▶ [Task prompt] Lay out the records below as a Markdown table with two columns, Row and Line. Number each line and leave out any blank lines.

[Entries start]

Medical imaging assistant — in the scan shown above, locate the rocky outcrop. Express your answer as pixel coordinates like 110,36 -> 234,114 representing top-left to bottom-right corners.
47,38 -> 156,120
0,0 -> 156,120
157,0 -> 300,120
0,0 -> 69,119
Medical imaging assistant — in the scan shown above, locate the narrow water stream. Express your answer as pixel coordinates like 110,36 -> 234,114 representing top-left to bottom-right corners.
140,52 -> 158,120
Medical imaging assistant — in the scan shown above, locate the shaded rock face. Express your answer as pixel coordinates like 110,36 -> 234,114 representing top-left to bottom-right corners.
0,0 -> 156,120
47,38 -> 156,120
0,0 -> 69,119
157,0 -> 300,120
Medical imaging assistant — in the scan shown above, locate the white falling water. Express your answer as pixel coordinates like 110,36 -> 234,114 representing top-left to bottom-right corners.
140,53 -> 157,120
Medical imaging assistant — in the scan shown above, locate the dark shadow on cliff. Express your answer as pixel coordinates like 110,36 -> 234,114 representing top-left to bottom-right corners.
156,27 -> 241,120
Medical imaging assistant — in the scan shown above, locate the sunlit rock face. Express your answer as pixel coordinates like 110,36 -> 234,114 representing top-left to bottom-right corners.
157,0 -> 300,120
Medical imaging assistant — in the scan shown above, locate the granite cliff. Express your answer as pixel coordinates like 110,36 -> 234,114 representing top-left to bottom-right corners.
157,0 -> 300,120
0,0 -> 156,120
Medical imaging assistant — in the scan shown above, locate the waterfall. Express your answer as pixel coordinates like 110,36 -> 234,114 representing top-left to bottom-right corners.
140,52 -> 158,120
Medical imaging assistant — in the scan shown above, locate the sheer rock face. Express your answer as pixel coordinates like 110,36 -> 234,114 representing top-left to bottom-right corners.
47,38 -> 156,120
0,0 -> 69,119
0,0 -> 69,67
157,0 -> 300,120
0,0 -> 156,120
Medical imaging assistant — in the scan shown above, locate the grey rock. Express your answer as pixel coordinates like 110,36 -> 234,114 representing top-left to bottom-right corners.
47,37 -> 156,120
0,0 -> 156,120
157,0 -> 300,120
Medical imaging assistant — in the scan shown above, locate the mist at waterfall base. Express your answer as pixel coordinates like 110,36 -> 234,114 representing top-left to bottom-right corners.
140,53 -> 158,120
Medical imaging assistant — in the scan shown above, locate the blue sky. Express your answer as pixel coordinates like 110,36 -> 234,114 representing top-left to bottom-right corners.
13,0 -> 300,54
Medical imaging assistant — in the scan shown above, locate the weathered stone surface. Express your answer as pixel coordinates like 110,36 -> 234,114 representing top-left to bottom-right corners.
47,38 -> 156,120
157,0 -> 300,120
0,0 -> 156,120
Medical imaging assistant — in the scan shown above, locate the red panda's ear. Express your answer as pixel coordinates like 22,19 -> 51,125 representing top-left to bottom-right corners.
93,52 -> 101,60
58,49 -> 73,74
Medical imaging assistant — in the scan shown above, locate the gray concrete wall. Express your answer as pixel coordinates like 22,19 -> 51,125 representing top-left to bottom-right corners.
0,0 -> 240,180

[Entries end]

▶ [Result of the task]
| Row | Line |
|---|---|
| 1 | Medical imaging assistant — in the scan shown above, locate the rocky outcrop. Express your answer as pixel coordinates like 110,36 -> 234,114 representing top-left to bottom-right corners. |
| 2 | 47,38 -> 156,120 |
| 3 | 0,0 -> 156,120 |
| 4 | 157,0 -> 300,120 |
| 5 | 0,0 -> 69,119 |
| 6 | Medical imaging assistant — in the scan shown above, locate the narrow water stream. Express your answer as pixel coordinates like 110,36 -> 234,114 representing top-left to bottom-right corners. |
| 7 | 140,52 -> 158,120 |
| 8 | Medical imaging assistant — in the scan shown above, locate the shaded rock face. Express your answer as pixel coordinates like 110,36 -> 234,114 representing top-left to bottom-right corners. |
| 9 | 0,0 -> 156,120 |
| 10 | 47,38 -> 156,120 |
| 11 | 0,0 -> 69,119 |
| 12 | 157,0 -> 300,120 |
| 13 | Medical imaging assistant — in the scan shown above, locate the white falling water. Express your answer as pixel coordinates like 110,36 -> 234,114 representing top-left to bottom-right corners. |
| 14 | 140,53 -> 157,120 |
| 15 | Medical imaging assistant — in the scan shown above, locate the dark shadow on cliff. Express your answer as pixel coordinates like 110,36 -> 234,114 representing top-left to bottom-right corners. |
| 16 | 156,27 -> 241,120 |
| 17 | Medical imaging assistant — in the scan shown above, locate the sunlit rock face. Express your answer as pixel coordinates like 110,36 -> 234,114 representing top-left to bottom-right corners. |
| 18 | 157,0 -> 300,120 |
| 19 | Medical imaging assistant — in the scan shown above, locate the granite cliff. Express your answer as pixel coordinates like 110,36 -> 234,114 representing top-left to bottom-right corners. |
| 20 | 157,0 -> 300,120 |
| 21 | 0,0 -> 156,120 |
| 22 | Medical imaging assistant — in the scan shown above, locate the waterfall. Express your answer as pixel coordinates like 110,36 -> 234,114 representing top-left to bottom-right corners. |
| 23 | 140,52 -> 158,120 |
| 24 | Medical imaging assistant — in the scan shown above, locate the sheer rock face. Express your answer as pixel coordinates like 110,36 -> 234,114 representing top-left to bottom-right corners. |
| 25 | 47,38 -> 156,120 |
| 26 | 0,0 -> 69,119 |
| 27 | 0,0 -> 69,67 |
| 28 | 157,0 -> 300,120 |
| 29 | 0,0 -> 156,120 |
| 30 | Medical imaging assistant — in the scan shown above, locate the grey rock. Express your answer as pixel coordinates like 110,36 -> 234,114 representing top-left to bottom-right corners. |
| 31 | 47,37 -> 156,120 |
| 32 | 0,0 -> 156,120 |
| 33 | 157,0 -> 300,120 |
| 34 | Medical imaging assistant — in the scan shown above, locate the mist at waterfall base. Express your answer as pixel coordinates like 110,36 -> 234,114 representing top-left to bottom-right corners. |
| 35 | 140,53 -> 158,120 |
| 36 | Medical imaging assistant — in the scan shown above, locate the blue sky. Express your answer as pixel coordinates like 110,36 -> 234,114 representing top-left to bottom-right corners. |
| 37 | 13,0 -> 300,54 |
| 38 | Medical imaging assistant — in the scan shown above, locate the weathered stone surface. Express your answer as pixel coordinates like 110,36 -> 234,114 representing top-left to bottom-right corners. |
| 39 | 47,38 -> 156,120 |
| 40 | 157,0 -> 300,120 |
| 41 | 0,0 -> 156,120 |
| 42 | Medical imaging assistant — in the scan shown above, locate the red panda's ear. Express your answer as pixel coordinates like 22,19 -> 51,125 representing top-left to bottom-right corners. |
| 43 | 93,52 -> 101,60 |
| 44 | 58,49 -> 73,74 |
| 45 | Medical imaging assistant — in the scan shown above, locate the gray concrete wall. Express your answer as pixel coordinates like 22,19 -> 51,125 representing top-left to bottom-right corners. |
| 46 | 0,0 -> 240,180 |